== EXERCISE ==
Write out the full listing again. Make no alterations.

== THE INPUT ==
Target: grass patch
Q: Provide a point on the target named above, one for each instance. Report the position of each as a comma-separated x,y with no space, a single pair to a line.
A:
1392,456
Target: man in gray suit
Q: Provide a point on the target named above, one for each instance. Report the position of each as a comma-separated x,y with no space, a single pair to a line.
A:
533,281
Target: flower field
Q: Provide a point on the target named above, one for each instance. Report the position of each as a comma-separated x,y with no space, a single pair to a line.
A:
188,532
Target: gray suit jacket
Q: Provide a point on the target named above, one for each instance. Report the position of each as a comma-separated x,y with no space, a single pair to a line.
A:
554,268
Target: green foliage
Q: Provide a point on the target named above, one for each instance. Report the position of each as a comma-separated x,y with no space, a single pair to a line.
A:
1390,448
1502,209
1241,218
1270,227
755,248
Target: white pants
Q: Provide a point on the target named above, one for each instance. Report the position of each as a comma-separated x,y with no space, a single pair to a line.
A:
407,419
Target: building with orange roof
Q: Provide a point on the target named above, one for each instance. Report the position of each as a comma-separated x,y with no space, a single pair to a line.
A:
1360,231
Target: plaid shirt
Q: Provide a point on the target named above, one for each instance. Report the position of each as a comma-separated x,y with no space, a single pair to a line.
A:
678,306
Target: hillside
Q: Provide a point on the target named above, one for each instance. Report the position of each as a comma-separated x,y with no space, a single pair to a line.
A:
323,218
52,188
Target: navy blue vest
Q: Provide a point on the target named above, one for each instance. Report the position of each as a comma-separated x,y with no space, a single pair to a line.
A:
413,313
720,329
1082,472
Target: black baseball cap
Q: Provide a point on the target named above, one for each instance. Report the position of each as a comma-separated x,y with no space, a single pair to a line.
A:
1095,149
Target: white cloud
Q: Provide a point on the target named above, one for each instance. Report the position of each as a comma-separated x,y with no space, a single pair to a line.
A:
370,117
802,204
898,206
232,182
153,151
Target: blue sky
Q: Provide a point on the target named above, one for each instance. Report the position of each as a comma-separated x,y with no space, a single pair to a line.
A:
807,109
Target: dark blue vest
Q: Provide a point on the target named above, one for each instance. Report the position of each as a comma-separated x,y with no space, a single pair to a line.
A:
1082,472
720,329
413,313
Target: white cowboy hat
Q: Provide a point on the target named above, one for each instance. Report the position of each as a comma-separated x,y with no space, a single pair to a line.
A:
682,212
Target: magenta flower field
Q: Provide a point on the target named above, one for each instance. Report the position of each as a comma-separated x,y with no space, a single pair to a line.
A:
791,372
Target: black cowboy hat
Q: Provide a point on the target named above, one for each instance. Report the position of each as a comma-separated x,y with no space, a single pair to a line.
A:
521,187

== ANSWER TO THIS PROBLEM ==
Target: grass patch
Q: Provide a point on the target named above, one for each instance. Report the position of each as a comma-separated x,y with no space, a single pair to a line.
A:
1392,456
Target: man in gray suit
Q: Provide a point on the target named above, one for each instance. Report the position of each as a comma-separated x,y with no space, a single pair to a line.
A:
533,281
Target: flower field
Q: Provide a point on the target named above, one for each instance. Report the position of each as a comma-separated x,y with no space, a single pair to a line.
A:
188,532
Target: gray suit jacket
Q: Provide a point on the target named above, one for each instance. Report the position of each as a comma-separated x,y with no space, a single pair to a line.
A:
554,268
Target: green foliage
Q: Provide a point on the target named above, one for each instance. Report the position of each as a comma-separated x,y with no space, a single pair to a line.
A:
1390,448
1502,209
1241,218
1270,227
755,248
Target: white pants
Q: Provide a point on the target named above, one for each instance. Report the position of each as a comma-separated x,y with no space, a single pair to a line.
A:
407,419
Target: building with orange roof
Q: Provide a point on the target named above, one for each instance. Report the position of each as a comma-separated x,y with no space, a single pair to a line.
A:
1360,231
Target: plaid shirt
Q: Provide a point on the target named above, one for each instance. Report the position of each as a comma-separated x,y with no space, a single pair to a line.
A:
678,306
Target: hillside
Q: Provide a point on the target named above, one for each instance. Report the position of each as a comma-separated x,y with no space, a single pair to a line.
A:
323,218
52,188
Target: navy blue vest
Q: Provide a point on the target named above, one for each instance. Report the position of each as a comma-separated x,y with no space, a single pair to a line.
A:
413,313
720,329
1082,472
Target: black baseball cap
Q: Provide a point on the target named above, one for each instance. Report the position of each as a comma-separated x,y with no space, a single pair to a line.
A:
1095,149
Target: white cloud
Q: Provide a point on the target named above, one for each instance. Report the position of each as a comma-separated x,y with no space, a single pair to a line.
A:
370,117
802,204
898,206
232,182
153,151
Target: blue sky
Q: Provide a point on the target named above, one for each instance. Report the position of each as a comma-separated x,y with no space, a single pair to a line.
A:
807,109
Target: dark blue vest
Q: Provide a point on the target named above, one for each instance. Report the position of each as a comma-separated x,y with no space, a single pair to a line.
A:
1082,472
720,329
413,313
Target: white cowboy hat
Q: Provide a point on the target named above, one for each instance. Report the position of each as a comma-separated x,y with no space, a single pair to a line.
A:
682,212
Target: magenta flower field
Q: Provide a point on the target named above, one for each instance. Report the position of each as a comma-separated x,y with no space, a single pair to a line.
A:
791,372
Target: black cowboy hat
Q: Provide a point on the target named above, one for each instance. Report the position of each as a comma-separated x,y with no space, a single pair to a line.
A:
521,187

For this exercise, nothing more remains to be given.